====== Given text
And back then, as Magliulo also pointed out, the hearts and flowers we’ve come to associate with wedding bells had little relevance, taking a back seat to the really important issues like dowry, bride price, and other fiscal realities. Such remnants of that era as the word “obey” in the marriage vows, the questions of who’s giving the bride to her husband and so on have been a long time fading away.


photo by beth blis

The community’s stake in successful union, however, isn’t going anywhere anytime soon. Episcopal canon law permits Magliulo to wed only members of his congregation—no walk-ins off the street, mind you—and mandates a certain amount of counseling first. “The intention is a life long union,” he said. “So we really try to facilitate a lot of open discussion. There’s a 130-question questionnaire designed to point out trouble spots and get people talking. We need to get to the real nitty gritty.”

Sometimes the best efforts aren’t enough to prevent disaster. “Once I was working with another clergy person, a woman, and we really broke our asses trying to get this woman to see that this guy was bad news. There were things we knew that confidentiality prohibited our sharing. We tried everything we could think of. We couldn’t believe this sophisticated woman, a therapist, was going to go through with this. They were separated in a month.”

Despite that experience and a Wedding from Hell in which the bride was a full hour late (“It was about ninety-five degrees in the church—people were getting furious, going out to smoke and complain; the groom was hyperventilating”), one senses that Magliulo finds the blessing of unions an enjoyable part of the toughest job he’ll ever love. “In our church, we bless unions between two men or two women as well as marriages… Those people have such courage and tremendous love—and the process of counseling and sorting out past baggage is much the same. But no matter who the couple is, they are considered the actual ministers of the sacrament, the actual officiators of the wedding rite. I just bless them.”
============
====== Data provided
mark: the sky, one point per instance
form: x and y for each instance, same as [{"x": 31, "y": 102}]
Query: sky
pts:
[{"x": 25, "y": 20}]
============
__Activities__:
(a) In the text about Magliulo and weddings, what went wrong at the Wedding from Hell? List every problem.
(b) According to the text about Magliulo and weddings, why do couples fill out a 130-question questionnaire before being wed?
(c) Give again the passage of the text about Magliulo and weddings that opens with the words containing "And back then, as" and closes with "time fading away.".

__List of answers__:
(a)
- The bride was a full hour late.
- It was about ninety-five degrees in the church.
- People were getting furious and going out to smoke and complain.
- The groom was hyperventilating.

(b) The questionnaire is designed to point out trouble spots and get people talking. Because the intention is a lifelong union, the church tries to encourage a lot of open discussion and get to the real nitty gritty.

(c)
And back then, as Magliulo also pointed out, the hearts and flowers we’ve come to associate with wedding bells had little relevance, taking a back seat to the really important issues like dowry, bride price, and other fiscal realities. Such remnants of that era as the word “obey” in the marriage vows, the questions of who’s giving the bride to her husband and so on have been a long time fading away.